## What is needed
Quote the whole listing exactly. Leave the pictures out of your copy.

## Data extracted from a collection
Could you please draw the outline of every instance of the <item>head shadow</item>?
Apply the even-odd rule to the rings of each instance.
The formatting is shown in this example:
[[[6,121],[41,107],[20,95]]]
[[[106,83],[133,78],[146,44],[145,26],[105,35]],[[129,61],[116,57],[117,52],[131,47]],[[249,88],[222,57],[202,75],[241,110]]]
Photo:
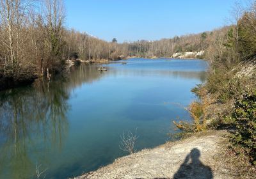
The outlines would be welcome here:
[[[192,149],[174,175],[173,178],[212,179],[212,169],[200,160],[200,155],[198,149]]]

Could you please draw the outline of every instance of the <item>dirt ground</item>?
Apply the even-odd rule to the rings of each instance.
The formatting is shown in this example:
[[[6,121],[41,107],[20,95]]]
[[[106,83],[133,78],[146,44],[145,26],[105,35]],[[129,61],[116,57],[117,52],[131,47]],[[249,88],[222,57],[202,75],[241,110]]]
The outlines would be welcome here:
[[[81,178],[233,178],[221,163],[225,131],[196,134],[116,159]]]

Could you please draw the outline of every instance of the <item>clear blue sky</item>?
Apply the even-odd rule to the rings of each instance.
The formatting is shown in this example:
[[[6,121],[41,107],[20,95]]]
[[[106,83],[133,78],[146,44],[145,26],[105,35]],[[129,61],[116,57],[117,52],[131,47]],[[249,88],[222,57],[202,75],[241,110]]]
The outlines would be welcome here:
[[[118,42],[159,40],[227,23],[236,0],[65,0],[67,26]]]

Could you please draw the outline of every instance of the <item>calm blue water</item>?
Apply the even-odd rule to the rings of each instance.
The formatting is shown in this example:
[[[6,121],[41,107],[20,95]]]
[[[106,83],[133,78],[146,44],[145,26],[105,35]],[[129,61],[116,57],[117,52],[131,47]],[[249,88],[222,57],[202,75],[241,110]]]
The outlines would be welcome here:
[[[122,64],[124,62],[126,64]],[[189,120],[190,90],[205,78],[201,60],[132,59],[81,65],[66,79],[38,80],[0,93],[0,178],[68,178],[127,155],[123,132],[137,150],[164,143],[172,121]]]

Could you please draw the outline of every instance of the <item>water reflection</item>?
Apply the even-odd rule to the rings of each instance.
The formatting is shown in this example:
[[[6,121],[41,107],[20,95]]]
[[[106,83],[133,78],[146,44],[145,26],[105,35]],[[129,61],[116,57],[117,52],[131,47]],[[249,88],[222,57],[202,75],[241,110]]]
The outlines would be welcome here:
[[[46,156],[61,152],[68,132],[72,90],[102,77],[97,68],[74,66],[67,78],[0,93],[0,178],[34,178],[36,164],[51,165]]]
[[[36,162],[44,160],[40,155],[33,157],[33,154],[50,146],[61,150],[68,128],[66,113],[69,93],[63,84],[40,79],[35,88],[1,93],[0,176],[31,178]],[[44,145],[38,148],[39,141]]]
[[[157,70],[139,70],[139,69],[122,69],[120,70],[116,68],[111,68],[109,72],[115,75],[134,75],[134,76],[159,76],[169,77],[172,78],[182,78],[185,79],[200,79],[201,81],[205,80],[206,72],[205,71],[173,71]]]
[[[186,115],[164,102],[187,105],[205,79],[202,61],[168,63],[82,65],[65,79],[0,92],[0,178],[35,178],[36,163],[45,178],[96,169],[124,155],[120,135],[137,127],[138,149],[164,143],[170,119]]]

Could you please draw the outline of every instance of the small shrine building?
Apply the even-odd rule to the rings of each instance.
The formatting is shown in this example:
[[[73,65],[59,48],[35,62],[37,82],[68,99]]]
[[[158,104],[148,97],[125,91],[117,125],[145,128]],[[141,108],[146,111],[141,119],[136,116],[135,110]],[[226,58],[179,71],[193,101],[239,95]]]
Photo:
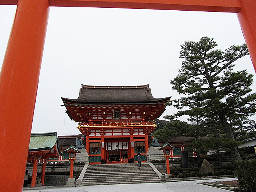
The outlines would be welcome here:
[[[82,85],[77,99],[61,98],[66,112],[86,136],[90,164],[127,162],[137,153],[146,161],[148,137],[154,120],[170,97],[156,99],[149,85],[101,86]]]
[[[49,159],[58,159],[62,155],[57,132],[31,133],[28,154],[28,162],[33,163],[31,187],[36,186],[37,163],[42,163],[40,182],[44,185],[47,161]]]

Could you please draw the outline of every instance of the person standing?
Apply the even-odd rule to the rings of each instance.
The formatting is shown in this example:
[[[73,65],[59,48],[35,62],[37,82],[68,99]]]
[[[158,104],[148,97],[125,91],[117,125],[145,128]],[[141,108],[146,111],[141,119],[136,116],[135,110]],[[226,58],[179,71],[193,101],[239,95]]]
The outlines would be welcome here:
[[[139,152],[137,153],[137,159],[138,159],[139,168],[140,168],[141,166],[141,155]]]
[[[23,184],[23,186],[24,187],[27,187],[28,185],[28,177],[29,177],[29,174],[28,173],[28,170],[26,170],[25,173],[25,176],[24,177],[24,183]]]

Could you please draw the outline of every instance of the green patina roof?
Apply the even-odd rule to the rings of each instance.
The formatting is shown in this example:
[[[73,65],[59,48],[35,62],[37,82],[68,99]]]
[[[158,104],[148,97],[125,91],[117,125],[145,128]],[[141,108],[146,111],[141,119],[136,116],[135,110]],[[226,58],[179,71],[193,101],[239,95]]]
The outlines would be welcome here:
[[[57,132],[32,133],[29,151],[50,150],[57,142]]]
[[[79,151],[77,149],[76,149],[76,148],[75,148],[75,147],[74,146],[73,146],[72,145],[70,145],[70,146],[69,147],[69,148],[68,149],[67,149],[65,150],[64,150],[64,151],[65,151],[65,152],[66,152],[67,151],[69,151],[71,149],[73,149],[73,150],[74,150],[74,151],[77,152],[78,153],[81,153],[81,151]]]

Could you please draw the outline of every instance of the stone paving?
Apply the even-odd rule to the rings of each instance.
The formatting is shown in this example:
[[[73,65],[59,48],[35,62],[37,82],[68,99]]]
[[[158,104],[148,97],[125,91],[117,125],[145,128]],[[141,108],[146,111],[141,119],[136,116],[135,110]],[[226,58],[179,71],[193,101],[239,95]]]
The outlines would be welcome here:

## Written solution
Could you please draw the outline of every instance of the <item>head shadow</item>?
Apply the even-odd rule to the rings of each instance.
The formatting is shown in this example:
[[[6,121],[41,107],[20,95]]]
[[[106,83],[133,78],[146,44],[145,26],[105,35]],[[129,61],[116,57],[117,52],[131,47]],[[249,88],[222,57],[202,75],[241,110]]]
Photo:
The outlines would be welcome here:
[[[192,149],[174,175],[173,178],[212,179],[212,169],[200,160],[200,155],[198,149]]]

Could you please draw the outline of every instance of the <item>dirt ground</item>?
Apply the even-odd rule to the rings of each instance.
The formatting is shown in this example:
[[[6,121],[41,107],[20,95]]]
[[[106,83],[133,78],[146,44],[145,26],[105,35]],[[129,61],[116,57],[117,52],[131,47]],[[249,88],[222,57],[202,75],[241,110]]]
The outlines would be welcome here:
[[[81,178],[233,178],[221,163],[225,131],[196,134],[116,159]]]

Could you please draw the outline of every instance of the <item>clear blue sky</item>?
Apply the even-odd rule to the rings of each instance.
The formatting is shown in this example:
[[[6,121],[41,107],[20,95]]]
[[[106,83],[133,78],[146,44],[145,26],[105,35]],[[129,61],[116,57],[117,52],[131,47]],[[249,88],[222,57],[202,75],[241,110]]]
The outlines would be welcome here:
[[[118,42],[159,40],[227,23],[236,0],[65,0],[67,26]]]

Could you please draw the outline of every instance of the <item>calm blue water</item>?
Apply the even-odd rule to the rings of each instance.
The formatting is shown in this example:
[[[6,121],[41,107],[20,95]]]
[[[106,83],[133,78],[146,44],[145,26],[105,35]],[[129,61],[116,57],[117,52],[131,47]],[[249,88],[222,57],[202,75],[241,110]]]
The outlines would be welcome here:
[[[122,64],[124,62],[126,64]],[[189,120],[190,90],[205,78],[201,60],[132,59],[81,65],[66,79],[38,80],[0,93],[0,178],[68,178],[127,155],[123,132],[137,150],[164,143],[172,121]]]

Could you please draw the outline of every instance of the <item>water reflection</item>?
Apply the even-odd rule to the rings of each instance.
The formatting is shown in this example:
[[[6,121],[41,107],[20,95]]]
[[[106,83],[133,78],[146,44],[145,26],[105,35]],[[129,61],[116,57],[117,52],[131,47]],[[249,88],[222,57],[202,75],[241,110]]]
The outlines would be welcome here:
[[[46,156],[61,152],[68,132],[72,90],[102,77],[97,68],[74,66],[67,78],[0,93],[0,178],[34,178],[36,164],[51,165]]]
[[[36,162],[44,160],[40,155],[33,157],[33,154],[50,146],[61,150],[68,128],[66,113],[69,93],[63,84],[40,79],[35,88],[1,93],[0,176],[31,178]],[[44,145],[38,148],[39,141]]]
[[[157,70],[139,70],[139,69],[122,69],[120,70],[116,68],[111,68],[109,72],[115,75],[134,75],[134,76],[159,76],[169,77],[172,78],[182,78],[185,79],[200,79],[201,81],[205,80],[206,72],[205,71],[173,71]]]
[[[186,115],[164,102],[187,105],[205,79],[202,61],[168,63],[82,65],[65,79],[0,92],[0,178],[35,178],[36,163],[45,178],[96,169],[124,155],[120,135],[137,127],[138,149],[164,143],[170,119]]]

Could you please draw the outline of every instance of the small shrine building?
Apply the even-odd rule to the rings of each instance.
The formatting is shown in this example:
[[[73,65],[59,48],[35,62],[37,82],[68,99]]]
[[[158,104],[148,97],[125,91],[117,125],[145,128]],[[141,108],[146,111],[141,119],[136,116],[135,110]],[[226,58],[179,71],[193,101],[239,95]]]
Photo:
The outlines would be welcome here:
[[[82,85],[77,99],[61,98],[66,112],[86,136],[90,164],[127,162],[137,153],[146,161],[148,137],[154,120],[170,97],[156,99],[149,85],[101,86]]]
[[[49,159],[58,159],[62,155],[57,132],[31,133],[28,154],[28,162],[33,163],[31,187],[36,186],[37,163],[42,163],[40,182],[44,185],[47,161]]]

Could you please draw the outline of every instance of the person standing?
Apply the even-odd rule to the rings of each instance.
The formatting is shown in this example:
[[[73,65],[59,48],[35,62],[37,82],[68,99]]]
[[[158,104],[148,97],[125,91],[117,125],[145,128]],[[141,108],[146,111],[141,119],[136,116],[135,110]],[[226,58],[179,71],[193,101],[239,95]]]
The outlines would be welcome here:
[[[139,152],[137,153],[137,159],[138,159],[139,168],[140,168],[141,166],[141,155]]]
[[[23,184],[23,186],[24,187],[27,187],[28,185],[28,177],[29,177],[29,174],[28,173],[28,170],[26,170],[25,173],[25,176],[24,177],[24,183]]]

Could you please draw the outline of every instance of the green patina roof?
Apply the even-odd rule to the rings of each instance.
The formatting is shown in this example:
[[[73,65],[59,48],[35,62],[37,82],[68,99]]]
[[[158,104],[148,97],[125,91],[117,125],[145,128]],[[141,108],[146,111],[141,119],[136,116],[135,110]],[[226,58],[179,71],[193,101],[239,95]]]
The outlines would be welcome here:
[[[57,132],[32,133],[29,151],[50,150],[57,142]]]
[[[79,151],[77,149],[76,149],[76,148],[75,148],[75,147],[74,146],[73,146],[72,145],[70,145],[70,146],[69,147],[69,148],[68,149],[67,149],[65,150],[64,150],[64,151],[65,151],[65,152],[66,152],[67,151],[69,151],[71,149],[73,149],[73,150],[74,150],[74,151],[77,152],[78,153],[81,153],[81,151]]]

Could you please draw the outline of every instance of the stone paving?
Apply the even-odd rule to the rings of each instance.
The formatting is shown in this example:
[[[73,65],[59,48],[35,62],[37,82],[68,99]]]
[[[158,104],[148,97],[125,91],[117,125],[145,128]],[[141,108],[146,111],[141,119],[136,116],[135,110]],[[226,58],[179,71],[193,101],[239,95]]]
The outlines would be welcome here:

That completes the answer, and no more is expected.